▶ [PROBLEM STATEMENT]
Rewrite all of the records below, replacing "a single point" with "one point" and leaving everything else unchanged.

(Collected data entries)

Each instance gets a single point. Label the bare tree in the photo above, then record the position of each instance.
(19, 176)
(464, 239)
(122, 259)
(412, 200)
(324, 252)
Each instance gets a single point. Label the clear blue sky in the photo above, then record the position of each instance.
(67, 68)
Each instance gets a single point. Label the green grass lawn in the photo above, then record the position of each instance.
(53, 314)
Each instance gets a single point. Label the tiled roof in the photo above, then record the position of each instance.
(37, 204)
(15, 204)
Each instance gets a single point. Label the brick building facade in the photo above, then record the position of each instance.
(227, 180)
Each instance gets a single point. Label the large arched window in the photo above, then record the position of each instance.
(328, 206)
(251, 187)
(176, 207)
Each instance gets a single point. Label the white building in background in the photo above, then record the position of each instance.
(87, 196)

▶ [TASK OUTPUT]
Each instance gets one point. Label the bare tree in the photo above, then record the position of each instance.
(19, 176)
(464, 239)
(122, 259)
(412, 200)
(324, 252)
Each instance gets one point. Label the clear blue sky in the photo above, then record the position of each instance.
(67, 68)
Each instance gets one point. Label the green grass lawn in the photo above, then record the position of each instance.
(53, 314)
Each instance gets one point. Label the tiled roof in the photo above, then record the position of each instance.
(37, 204)
(15, 204)
Each instance gets one point. Label the brick building facade in the photo above, then record the position of each instance.
(227, 180)
Each instance gets one point. Label the large arched window in the photo above, then record the position of each instance.
(328, 206)
(251, 187)
(176, 207)
Each instance gets one point. Label the white building in background in the photo above, then record the position of each instance.
(87, 196)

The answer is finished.